[Entries from an annotation dataset]
::::
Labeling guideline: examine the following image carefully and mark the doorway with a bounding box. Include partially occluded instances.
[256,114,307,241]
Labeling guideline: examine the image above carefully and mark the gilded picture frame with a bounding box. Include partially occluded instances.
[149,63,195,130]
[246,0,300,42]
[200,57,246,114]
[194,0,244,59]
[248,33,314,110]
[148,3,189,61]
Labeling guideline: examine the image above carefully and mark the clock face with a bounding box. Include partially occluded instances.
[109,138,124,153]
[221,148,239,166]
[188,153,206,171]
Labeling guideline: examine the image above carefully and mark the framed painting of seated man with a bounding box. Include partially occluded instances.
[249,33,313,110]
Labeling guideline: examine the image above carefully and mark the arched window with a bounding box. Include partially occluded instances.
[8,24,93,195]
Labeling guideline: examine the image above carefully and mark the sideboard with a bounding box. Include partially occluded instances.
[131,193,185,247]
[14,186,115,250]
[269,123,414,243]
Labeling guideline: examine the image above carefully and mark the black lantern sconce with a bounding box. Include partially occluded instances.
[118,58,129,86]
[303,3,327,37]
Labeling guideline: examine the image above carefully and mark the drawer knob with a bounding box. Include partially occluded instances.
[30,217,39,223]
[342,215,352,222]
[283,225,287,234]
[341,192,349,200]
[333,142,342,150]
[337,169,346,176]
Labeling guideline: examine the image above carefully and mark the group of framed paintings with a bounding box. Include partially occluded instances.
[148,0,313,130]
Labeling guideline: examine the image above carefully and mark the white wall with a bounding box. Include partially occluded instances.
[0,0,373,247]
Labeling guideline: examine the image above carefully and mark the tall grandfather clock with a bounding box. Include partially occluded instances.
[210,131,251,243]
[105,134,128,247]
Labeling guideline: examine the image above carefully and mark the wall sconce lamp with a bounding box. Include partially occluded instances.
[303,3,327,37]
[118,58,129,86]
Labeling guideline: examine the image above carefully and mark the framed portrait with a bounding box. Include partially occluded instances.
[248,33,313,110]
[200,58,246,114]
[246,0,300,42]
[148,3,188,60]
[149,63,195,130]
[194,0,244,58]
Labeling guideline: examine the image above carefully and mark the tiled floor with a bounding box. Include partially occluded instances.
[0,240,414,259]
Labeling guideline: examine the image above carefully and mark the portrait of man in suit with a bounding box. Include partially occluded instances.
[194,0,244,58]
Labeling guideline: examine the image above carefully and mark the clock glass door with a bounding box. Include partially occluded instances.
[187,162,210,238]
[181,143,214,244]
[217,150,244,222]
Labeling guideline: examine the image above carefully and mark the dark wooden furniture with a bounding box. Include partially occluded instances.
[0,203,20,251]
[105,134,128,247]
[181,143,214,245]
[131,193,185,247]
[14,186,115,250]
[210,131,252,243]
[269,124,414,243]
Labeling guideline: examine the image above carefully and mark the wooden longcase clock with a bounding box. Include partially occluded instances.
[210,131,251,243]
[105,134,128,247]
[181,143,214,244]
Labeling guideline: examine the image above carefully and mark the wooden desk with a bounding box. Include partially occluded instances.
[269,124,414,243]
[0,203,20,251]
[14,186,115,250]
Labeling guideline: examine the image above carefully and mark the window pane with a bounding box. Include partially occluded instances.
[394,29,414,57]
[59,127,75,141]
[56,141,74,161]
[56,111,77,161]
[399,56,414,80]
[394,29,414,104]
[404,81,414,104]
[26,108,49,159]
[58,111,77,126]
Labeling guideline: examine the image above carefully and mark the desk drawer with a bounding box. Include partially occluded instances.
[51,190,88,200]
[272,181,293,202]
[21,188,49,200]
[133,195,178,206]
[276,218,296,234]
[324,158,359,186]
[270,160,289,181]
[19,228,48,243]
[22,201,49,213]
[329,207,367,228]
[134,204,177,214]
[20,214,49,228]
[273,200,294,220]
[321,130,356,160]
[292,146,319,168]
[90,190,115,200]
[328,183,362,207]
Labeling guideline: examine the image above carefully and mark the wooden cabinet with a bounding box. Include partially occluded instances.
::::
» **EXERCISE**: Return all of the rows above without changing a single character.

» **RESPONSE TO THIS TASK**:
Labeling guideline: examine the following image carefully and mark the doorway with a bounding box. Include partially occluded instances.
[256,114,307,241]
Labeling guideline: examine the image above carefully and mark the gilded picture frame with a bounding box. Include partially occluded instances.
[149,63,195,130]
[246,0,300,42]
[200,57,246,114]
[194,0,244,59]
[248,33,314,110]
[148,3,189,61]
Labeling guideline: examine the image above carefully and mark the clock face with a bounding box. Include partially occluded instances.
[109,138,124,153]
[221,148,239,166]
[188,153,206,171]
Labeling guideline: examine the image above carefully and mark the framed painting of seated man with a bounding box. Include partially occluded instances.
[249,33,313,110]
Labeling guideline: examine the image above carefully and mark the arched window with a bounding box. Include partially occluded instances.
[8,24,93,195]
Labeling guideline: examine the image above carefully and mark the sideboard with a bounding box. Include partially occluded instances.
[131,193,185,247]
[14,186,115,250]
[269,123,414,243]
Labeling guideline: examine the image above carefully and mark the black lantern sconce with a bounding box. Include partially occluded instances.
[118,58,129,86]
[303,3,327,37]
Labeling guideline: examine the image above carefully and mark the drawer knob with a bounding box. Include partially occluded instances.
[30,217,39,223]
[342,215,352,222]
[283,225,287,234]
[341,192,349,200]
[333,142,342,150]
[337,169,346,176]
Labeling guideline: examine the image above carefully and mark the group of framed paintings with a bounding box. Include partially occluded instances.
[148,0,313,130]
Labeling guideline: examine the image above carefully and mark the white wall with a bounding box. Include partially occluded instances.
[0,0,373,247]
Labeling guideline: examine the image above carefully and mark the tall grandfather clock with a bounding box. Include partially occluded instances.
[210,131,251,243]
[105,134,128,247]
Labeling guideline: examine the image above carefully and mark the wall sconce lamp with a bounding box. Include partially occluded instances.
[303,3,327,37]
[118,58,129,86]
Labeling guideline: examine the image above carefully and mark the framed portrait with a bounding box. Include partially occluded instances.
[248,33,313,110]
[200,58,246,114]
[246,0,300,42]
[148,3,188,60]
[149,63,195,130]
[194,0,244,58]
Labeling guideline: examine the image above carefully and mark the tiled floor with a bounding box. Include partially occluded instances.
[0,240,414,259]
Labeling guideline: examine the image above carefully and mark the portrait of man in suit with a bounding box. Include partially occluded instances.
[194,0,244,58]
Labeling guideline: examine the image above carefully and mark the clock glass door with a bounding box. Include partially occluded instances.
[187,162,210,238]
[181,143,214,244]
[217,150,244,222]
Labeling guideline: examine the image above carefully and mark the dark wooden furniture with a bounding box. Include partially occluded instances.
[0,203,20,251]
[105,134,128,247]
[181,143,214,245]
[131,193,185,247]
[14,186,115,250]
[210,131,252,243]
[269,124,414,243]
Labeling guideline: examine the image above carefully and mark the wooden longcase clock with a bounding box. Include partially occluded instances.
[210,131,251,243]
[105,134,128,247]
[181,143,214,244]
Labeling guideline: examine the image above carefully and mark the wooden desk with a bounding box. Include partially occluded instances.
[269,124,414,243]
[0,203,20,251]
[14,186,115,250]
Labeling guideline: examine the image above carefully and mark the window pane with a bounding box. Include partially occluded instances.
[394,29,414,57]
[59,127,75,141]
[56,141,74,161]
[56,111,77,161]
[399,56,414,80]
[394,29,414,104]
[404,81,414,104]
[26,108,49,159]
[58,111,77,126]
Labeling guideline: examine the image above carefully and mark the desk drawer with a bounding box. Include partially occluded instances.
[51,190,88,200]
[272,181,293,202]
[21,188,49,200]
[133,195,178,206]
[276,218,296,234]
[324,158,359,186]
[270,160,289,181]
[19,228,48,243]
[22,201,49,213]
[329,207,367,228]
[134,204,177,214]
[20,214,49,228]
[273,200,294,220]
[321,130,356,160]
[292,146,319,168]
[90,190,115,200]
[328,183,362,207]
Labeling guideline: examine the image above carefully and mark the wooden cabinet with a bounding box. Include partially occluded instances.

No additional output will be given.